§ What you have to do: Present the following entries again, word for word and in full.

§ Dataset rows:
──────────────────────────────
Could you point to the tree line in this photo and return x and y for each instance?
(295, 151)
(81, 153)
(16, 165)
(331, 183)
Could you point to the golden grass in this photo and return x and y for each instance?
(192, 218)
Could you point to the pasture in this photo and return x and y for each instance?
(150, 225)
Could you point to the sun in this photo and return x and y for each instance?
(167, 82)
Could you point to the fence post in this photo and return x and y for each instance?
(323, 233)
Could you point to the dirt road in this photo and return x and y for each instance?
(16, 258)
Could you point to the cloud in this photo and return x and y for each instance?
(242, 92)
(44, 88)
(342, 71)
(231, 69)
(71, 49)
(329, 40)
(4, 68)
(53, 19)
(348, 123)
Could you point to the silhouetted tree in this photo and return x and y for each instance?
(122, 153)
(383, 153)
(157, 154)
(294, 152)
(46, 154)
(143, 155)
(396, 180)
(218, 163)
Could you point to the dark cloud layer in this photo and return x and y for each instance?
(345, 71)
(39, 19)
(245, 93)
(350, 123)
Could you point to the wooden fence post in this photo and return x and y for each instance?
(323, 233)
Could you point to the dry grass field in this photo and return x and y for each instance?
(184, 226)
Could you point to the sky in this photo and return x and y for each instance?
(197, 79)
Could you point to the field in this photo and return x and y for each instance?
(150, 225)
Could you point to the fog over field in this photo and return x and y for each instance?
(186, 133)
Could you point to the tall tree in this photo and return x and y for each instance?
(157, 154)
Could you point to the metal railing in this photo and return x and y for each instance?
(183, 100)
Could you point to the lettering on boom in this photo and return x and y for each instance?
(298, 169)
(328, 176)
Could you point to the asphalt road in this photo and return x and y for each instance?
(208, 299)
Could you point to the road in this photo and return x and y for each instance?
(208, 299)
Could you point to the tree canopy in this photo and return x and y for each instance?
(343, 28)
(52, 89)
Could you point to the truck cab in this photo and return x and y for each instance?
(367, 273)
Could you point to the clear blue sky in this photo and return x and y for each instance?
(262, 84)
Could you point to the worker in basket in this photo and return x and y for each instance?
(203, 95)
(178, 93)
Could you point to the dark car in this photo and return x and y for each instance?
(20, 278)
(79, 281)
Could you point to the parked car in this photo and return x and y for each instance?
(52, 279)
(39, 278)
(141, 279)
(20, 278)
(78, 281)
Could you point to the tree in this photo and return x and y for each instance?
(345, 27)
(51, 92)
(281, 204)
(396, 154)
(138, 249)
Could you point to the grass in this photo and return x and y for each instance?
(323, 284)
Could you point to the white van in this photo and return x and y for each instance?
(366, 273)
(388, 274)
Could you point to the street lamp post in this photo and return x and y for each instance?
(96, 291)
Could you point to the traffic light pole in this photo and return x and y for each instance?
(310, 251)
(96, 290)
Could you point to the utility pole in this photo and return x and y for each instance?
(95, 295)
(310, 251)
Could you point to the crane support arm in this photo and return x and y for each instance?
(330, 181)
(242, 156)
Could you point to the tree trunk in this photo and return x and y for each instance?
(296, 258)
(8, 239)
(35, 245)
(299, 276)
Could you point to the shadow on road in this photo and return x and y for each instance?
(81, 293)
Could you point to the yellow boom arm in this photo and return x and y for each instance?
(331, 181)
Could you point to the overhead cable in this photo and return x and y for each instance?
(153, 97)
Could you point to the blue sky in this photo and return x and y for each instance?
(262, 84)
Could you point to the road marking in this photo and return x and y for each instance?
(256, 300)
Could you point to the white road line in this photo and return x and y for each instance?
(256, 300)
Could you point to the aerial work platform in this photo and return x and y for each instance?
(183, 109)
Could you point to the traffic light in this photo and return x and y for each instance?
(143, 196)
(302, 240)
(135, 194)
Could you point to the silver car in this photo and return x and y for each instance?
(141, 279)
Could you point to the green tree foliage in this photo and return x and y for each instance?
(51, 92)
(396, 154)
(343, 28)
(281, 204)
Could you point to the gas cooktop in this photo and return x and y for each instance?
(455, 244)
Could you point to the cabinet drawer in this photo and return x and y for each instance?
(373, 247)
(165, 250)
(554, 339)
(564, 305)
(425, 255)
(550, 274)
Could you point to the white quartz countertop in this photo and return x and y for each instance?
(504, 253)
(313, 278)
──────────────────────────────
§ Solution for this problem:
Could you point to the tree line in this photo and return x and y for each instance?
(295, 151)
(81, 153)
(16, 165)
(331, 183)
Could you point to the golden grass in this photo and return x and y for each instance?
(192, 218)
Could you point to the pasture in this photo and return x and y for each instance?
(150, 225)
Could you point to the sun in this photo and return x and y for each instance?
(167, 82)
Could you point to the fence post in this photo and return x and y for each instance?
(323, 233)
Could you point to the dirt road in this photo and return x and y for each instance?
(16, 258)
Could you point to the cloud in this photo and return x and y for each instance?
(242, 92)
(44, 88)
(342, 71)
(231, 69)
(71, 49)
(329, 40)
(4, 68)
(53, 19)
(348, 123)
Could you point to the silhouetted tree in this photo and return x and y for each instance?
(122, 153)
(383, 153)
(157, 154)
(294, 152)
(46, 154)
(143, 155)
(396, 180)
(218, 163)
Could you point to the dark cloud layer in this photo and return x and y for each instance?
(345, 71)
(39, 19)
(245, 93)
(350, 123)
Could you point to the wooden fence post in this photo and return x and y for each instance?
(323, 233)
Could you point to the dry grass field in this photo and return x and y for each instance?
(184, 226)
Could you point to the sky in this photo and return x and y for each instance?
(197, 79)
Could you point to the field in this photo and return x and y for each instance?
(150, 225)
Could you point to the fog over field in this photo and return x and y for each instance?
(186, 133)
Could you point to the tall tree in this photo and return x and y for each instance?
(157, 154)
Could you point to the metal railing in this photo and return x and y for each instance?
(183, 100)
Could you point to the lettering on boom in this photo and return x and y for each instance?
(298, 169)
(328, 176)
Could you point to the asphalt road in this photo and return x and y for each instance?
(208, 299)
Could you point to the road in this photo and return x and y for each instance?
(208, 299)
Could you point to the tree canopy in this photo and return x and y for each instance?
(343, 28)
(52, 89)
Could you point to the truck cab in this photo and return x and y for each instance?
(367, 273)
Could you point to the clear blue sky in this photo and return x and y for each instance?
(262, 84)
Could you point to the worker in basket in this photo and return x and y for each instance?
(203, 95)
(178, 93)
Could you point to the dark car in this photo and return x and y for each instance?
(20, 278)
(79, 281)
Could you point to the parked car in this photo and return x and y for each instance?
(52, 279)
(39, 278)
(141, 279)
(20, 278)
(78, 281)
Could you point to the tree in this photo and return x and y for each instance?
(345, 27)
(51, 92)
(281, 204)
(396, 154)
(138, 249)
Could you point to the grass in this photo and return x and y for each instance?
(323, 284)
Could you point to the white van in this photo and return x and y for each instance?
(366, 273)
(388, 274)
Could you point to the street lamp post in this photo and return x and y for each instance?
(96, 291)
Could you point to the traffic light pole in this photo and return x and y for each instance?
(310, 251)
(96, 290)
Could you point to the utility pole in this photo and return x and y for each instance?
(95, 295)
(310, 251)
Could you point to the crane support arm in this photo and return x and y for each instance?
(330, 181)
(242, 156)
Could you point to the tree trunk in this photo and return x and y for each instance?
(296, 258)
(8, 239)
(35, 245)
(299, 276)
Could you point to the shadow on road in this photo and return x and y for each instance?
(81, 293)
Could you point to the yellow boom arm in this photo and return x and y for each instance?
(331, 181)
Could you point to the overhead cable in this photo and return x and y for each instance?
(153, 97)
Could you point to the blue sky in this photo and return x and y for each instance?
(262, 84)
Could you point to the road marking in this photo and return x and y for each instance?
(256, 300)
Could you point to the white road line in this photo and return x and y for each instance?
(256, 300)
Could you point to the aerial work platform in this photo and return x and y for each instance?
(183, 109)
Could you point to the traffic light in this photo and return x and y for each instance?
(143, 196)
(302, 240)
(135, 194)
Could you point to the silver car in this photo and return x and y for each instance?
(141, 279)
Could you point to the green tree foliage in this photo and return x and y for each instance?
(51, 92)
(396, 154)
(343, 28)
(281, 204)
Could you point to the gas cooktop in this photo and return x and y for each instance?
(455, 244)
Could you point to the cabinet drawer in this photo and return x and y for each instance?
(373, 247)
(165, 250)
(554, 339)
(564, 305)
(425, 255)
(550, 274)
Could you point to the white quartz countertop in this photo and return x and y for each instance?
(504, 253)
(313, 278)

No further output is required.